What is asked.
Will you give every entry again exactly as it stands?

:: Raw records

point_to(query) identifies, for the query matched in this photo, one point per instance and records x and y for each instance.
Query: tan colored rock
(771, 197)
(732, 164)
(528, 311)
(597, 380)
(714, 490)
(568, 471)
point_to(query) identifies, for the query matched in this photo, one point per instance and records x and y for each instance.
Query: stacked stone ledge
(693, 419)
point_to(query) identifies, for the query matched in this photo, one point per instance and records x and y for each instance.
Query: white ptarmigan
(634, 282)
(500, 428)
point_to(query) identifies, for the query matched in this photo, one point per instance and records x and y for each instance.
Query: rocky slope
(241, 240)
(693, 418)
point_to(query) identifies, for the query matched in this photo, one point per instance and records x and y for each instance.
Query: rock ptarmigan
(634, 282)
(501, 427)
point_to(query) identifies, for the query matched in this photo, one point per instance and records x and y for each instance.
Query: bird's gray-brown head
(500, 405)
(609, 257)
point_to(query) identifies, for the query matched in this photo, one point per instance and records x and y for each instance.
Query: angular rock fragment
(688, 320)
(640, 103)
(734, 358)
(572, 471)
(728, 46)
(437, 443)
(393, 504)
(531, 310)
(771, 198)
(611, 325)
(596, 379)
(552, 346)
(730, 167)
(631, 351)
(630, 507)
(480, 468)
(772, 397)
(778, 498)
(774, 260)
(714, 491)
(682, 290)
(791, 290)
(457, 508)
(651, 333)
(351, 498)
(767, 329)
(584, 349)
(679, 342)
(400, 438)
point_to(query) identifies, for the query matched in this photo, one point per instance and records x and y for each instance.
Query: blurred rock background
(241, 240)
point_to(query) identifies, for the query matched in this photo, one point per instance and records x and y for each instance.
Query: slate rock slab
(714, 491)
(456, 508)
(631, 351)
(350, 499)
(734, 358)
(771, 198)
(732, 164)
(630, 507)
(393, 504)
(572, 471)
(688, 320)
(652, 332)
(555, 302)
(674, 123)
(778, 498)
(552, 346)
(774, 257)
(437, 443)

::::

Problem solution.
point_to(query) identifies, for the query matched in this photo, one point per instance and records x and y for each instance.
Query: tan colored rock
(771, 197)
(732, 164)
(528, 311)
(597, 380)
(714, 490)
(568, 471)
point_to(query) identifies, for the query matched in this photo, one point per instance and records x and y for each instance.
Query: stacked stone ledge
(693, 419)
point_to(query) identifies, for the query matched in this photo, one point per instance and records x and y for each instance.
Query: white ptarmigan
(634, 282)
(500, 428)
point_to(query) identifies, for the query matched in this photo, one point per instance and records x and y for each instance.
Query: rocky slope
(241, 240)
(693, 418)
point_to(query) identifies, for the query matched in this photo, one point per instance and records x and y for each instance.
Query: rock ptarmigan
(634, 282)
(501, 427)
point_to(query) identifies, for the query matched in this photo, one point per instance and records x and y for each instance.
Query: bird's gray-brown head
(500, 405)
(609, 257)
point_to(query) identifies, for the query matched in this photo, one point per instance and records x and y for each instance.
Query: angular rock fragment
(688, 320)
(640, 103)
(734, 358)
(572, 471)
(728, 46)
(437, 443)
(393, 504)
(531, 310)
(771, 198)
(611, 325)
(596, 379)
(552, 346)
(730, 167)
(631, 351)
(630, 507)
(480, 468)
(772, 397)
(778, 498)
(774, 260)
(714, 491)
(682, 290)
(791, 290)
(457, 508)
(651, 333)
(351, 498)
(767, 329)
(584, 349)
(679, 342)
(400, 438)
point_to(query) identifies, for the query matched in this photo, one point per instance and records x and y for each instance.
Query: blurred rock background
(241, 240)
point_to(query) identifies, for the query matched in this photo, one point per instance and records x and y for each instance.
Query: slate rock slab
(714, 491)
(456, 508)
(631, 351)
(350, 499)
(734, 358)
(771, 198)
(732, 164)
(630, 507)
(393, 504)
(572, 471)
(688, 320)
(652, 332)
(555, 302)
(674, 123)
(778, 498)
(552, 346)
(774, 257)
(437, 443)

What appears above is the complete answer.